Saved entries:
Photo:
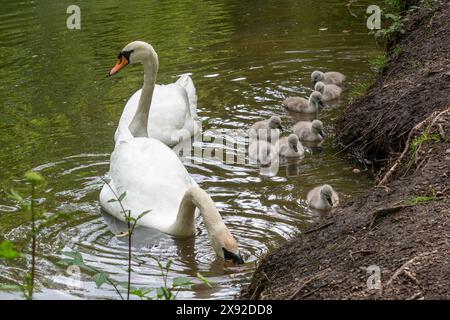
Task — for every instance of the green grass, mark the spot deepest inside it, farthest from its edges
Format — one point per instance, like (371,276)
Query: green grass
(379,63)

--

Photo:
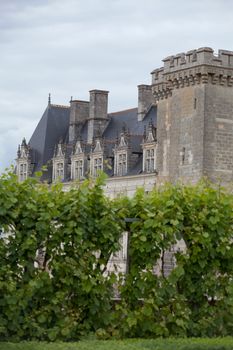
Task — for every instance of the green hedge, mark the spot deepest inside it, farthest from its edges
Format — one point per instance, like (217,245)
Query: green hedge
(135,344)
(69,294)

* Aim
Identify every line of the material above that contains the word "instance", treating uppercase and lowercase as different, and copy each of those lines.

* Output for this exercise
Task — for every instance of the green grass, mark the spot deepest inside it, farthest from its edges
Format — one point per instance, like (371,276)
Task — for every instance of the green hedge, mark the spot deepest inside it, farthest from its edges
Format — one point per instance, like (217,245)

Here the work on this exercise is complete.